> _ЗАДАНИЕ_:
Выпишите из текста о ранении девушки все названные в нём сроки и укажите, к чему относится каждый из них.

### ТЕКСТ ДЛЯ АНАЛИЗА ###

Затем девушку выписали домой, месяц она провела на больничном, восстанавливала подвижность ноги после месяца в больнице.
— На протяжении этого времени у меня были занятия с физиотерапевтами. Надо было разрабатывать ногу, как после перелома. И чтобы вернуть состояние «до», у меня ушло примерно месяца два-три.
Чем в нее стреляли — можно только предполагать, так как пули не осталось. Видимо, она выпала из раны, когда девушка в шоке убегала. При этом у Наталии остался на ноге овальный шрам и вмятина размером в несколько сантиметров.
— Это заметно. Но сейчас мне уже ничего по лечению делать не надо, я вернулась к своей активности до ранения. Занимаюсь спортом. Скажу так: теперь есть проблемы посерьезнее, которые меня беспокоят, и шрам уже кажется мелочью. Потому что это зажило и прошло. А я теперь не в СИЗО, как мои любимые коллеги.

### ИЗВЛЕЧЁННЫЕ ДАННЫЕ ###

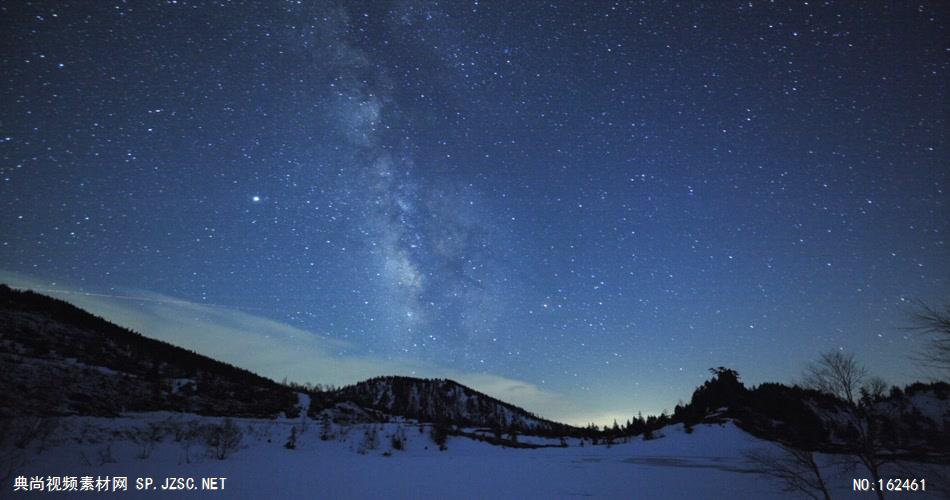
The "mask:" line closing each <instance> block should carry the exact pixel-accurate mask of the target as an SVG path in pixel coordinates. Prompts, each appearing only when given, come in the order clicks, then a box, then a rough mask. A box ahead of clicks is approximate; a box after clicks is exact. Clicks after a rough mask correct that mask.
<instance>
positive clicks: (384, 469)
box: [3, 413, 950, 499]
mask: <svg viewBox="0 0 950 500" xmlns="http://www.w3.org/2000/svg"><path fill="white" fill-rule="evenodd" d="M60 420H61V421H62V422H61V423H60V425H59V427H58V430H57V431H56V432H54V433H53V435H52V436H50V437H49V438H48V439H47V440H46V441H47V442H46V443H45V448H44V451H43V452H42V453H38V454H37V452H36V450H35V449H34V450H33V452H32V453H31V455H30V459H29V461H28V463H26V464H24V465H22V466H21V467H19V468H18V469H17V470H16V471H15V473H14V476H13V477H15V476H16V475H23V476H24V477H30V476H37V475H40V476H46V475H49V474H59V475H74V476H80V475H84V474H88V475H92V476H106V475H108V476H117V475H118V476H127V477H129V484H130V488H132V489H133V491H129V492H126V493H125V494H123V495H122V498H208V495H209V494H210V492H207V491H192V492H188V494H182V493H181V492H174V493H171V492H163V491H161V490H155V491H134V482H135V478H138V477H141V478H144V477H151V478H154V479H155V480H156V481H157V482H159V483H158V484H160V482H162V481H164V478H166V477H186V478H201V477H226V478H227V480H226V481H225V490H224V491H223V492H221V491H218V492H215V493H214V494H215V495H218V496H220V497H223V498H249V499H250V498H286V499H294V498H317V497H319V498H565V497H594V498H797V497H796V496H794V495H792V494H790V493H787V492H783V491H782V489H781V488H782V485H781V484H780V483H778V482H776V481H775V480H774V479H772V478H771V477H768V476H763V475H760V474H756V473H753V472H752V469H753V464H751V463H750V462H748V461H747V459H746V458H745V456H744V453H745V452H748V451H750V450H758V451H765V452H770V451H775V448H774V445H772V444H771V443H769V442H766V441H761V440H759V439H756V438H754V437H752V436H751V435H749V434H746V433H745V432H743V431H741V430H740V429H739V428H737V427H736V426H734V425H732V424H731V423H726V424H722V425H698V426H696V428H695V429H694V431H693V432H692V433H690V434H687V433H686V432H684V431H683V429H682V427H681V426H671V427H667V428H664V429H662V430H661V431H660V432H659V433H658V435H661V436H662V437H659V438H658V439H654V440H650V441H642V440H639V439H638V440H634V441H632V442H630V443H628V444H619V445H614V446H612V447H606V446H591V445H590V444H589V443H585V444H584V445H583V446H581V442H580V441H579V440H577V439H569V440H568V442H567V444H568V445H569V446H568V447H565V448H559V447H555V448H540V449H515V448H503V447H499V446H492V445H489V444H486V443H482V442H478V441H473V440H469V439H466V438H459V437H450V438H449V442H448V449H447V450H446V451H438V449H437V447H436V446H434V445H433V443H432V441H431V439H430V436H429V433H430V430H431V429H430V426H429V425H427V424H423V425H420V424H418V423H416V422H413V421H408V420H402V421H399V422H394V423H386V424H356V425H345V426H344V425H334V424H331V429H329V430H328V432H324V430H323V429H322V424H321V423H320V422H318V421H314V420H310V419H294V420H288V419H279V420H253V419H237V420H235V421H236V422H237V424H238V426H239V427H240V428H241V429H242V430H243V433H244V436H243V439H242V441H241V447H240V449H238V450H237V451H236V452H234V453H233V454H232V455H230V456H228V457H227V458H226V459H224V460H217V459H214V458H211V457H209V456H208V455H207V450H205V449H204V446H203V445H201V444H200V443H196V442H192V443H190V444H189V442H188V441H187V440H179V441H176V436H175V434H174V432H170V433H168V434H167V435H165V436H164V437H163V438H162V439H161V440H160V441H159V442H158V443H156V444H155V446H154V447H153V449H151V450H150V451H149V452H148V457H147V458H143V450H144V448H143V441H142V439H141V435H142V434H141V433H143V432H145V430H146V429H147V428H148V427H149V424H150V423H151V424H153V426H154V425H155V424H160V423H165V424H169V423H172V425H171V426H170V427H175V426H179V427H184V426H186V425H187V421H196V422H199V423H198V424H196V425H201V423H208V422H218V421H219V420H215V419H211V418H209V417H197V416H184V415H180V414H168V413H157V414H143V415H136V416H134V417H130V418H121V419H103V418H91V417H67V418H64V419H60ZM292 428H295V429H296V430H295V431H291V429H292ZM135 429H139V432H140V434H138V436H139V438H136V437H135V436H136V432H135ZM420 430H421V432H420ZM291 432H293V433H294V434H295V435H296V442H295V448H294V449H288V448H286V447H285V444H286V443H287V440H288V437H289V436H290V435H291ZM326 434H329V437H328V439H326V440H323V439H321V438H322V437H323V436H324V435H326ZM373 436H375V439H370V438H372V437H373ZM393 436H400V437H404V439H403V440H402V445H403V446H402V448H403V449H402V450H397V449H393V448H392V443H393V440H392V437H393ZM368 440H372V441H374V443H367V441H368ZM104 450H105V451H104ZM103 457H104V458H105V459H106V460H103ZM822 460H824V461H827V459H826V458H822ZM917 470H919V471H924V468H923V466H921V467H920V468H918V469H917ZM942 471H943V473H947V472H950V471H948V469H947V468H946V467H944V468H943V469H942ZM829 472H831V471H829ZM13 477H11V478H8V479H6V480H5V483H6V484H5V486H4V489H3V491H4V493H8V492H10V491H11V489H10V487H11V486H10V485H12V484H13V483H12V481H13ZM850 477H851V476H849V475H848V473H847V472H841V471H836V472H835V474H834V475H831V476H830V480H831V483H832V489H833V490H834V492H835V493H838V494H846V493H849V489H850V487H851V480H850ZM932 477H936V476H935V475H934V476H932ZM199 484H200V481H199ZM926 497H927V496H926V495H918V496H917V498H926Z"/></svg>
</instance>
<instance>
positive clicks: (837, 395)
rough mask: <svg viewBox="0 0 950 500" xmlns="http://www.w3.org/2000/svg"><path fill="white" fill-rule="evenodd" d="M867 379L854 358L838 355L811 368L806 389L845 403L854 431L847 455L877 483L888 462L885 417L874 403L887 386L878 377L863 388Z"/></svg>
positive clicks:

###

> _ОТВЕТ_:
- Месяц: столько девушка провела в больнице.
- Месяц: столько она провела на больничном дома, восстанавливая подвижность ноги.
- Примерно два-три месяца: столько ушло на то, чтобы вернуть состояние «до».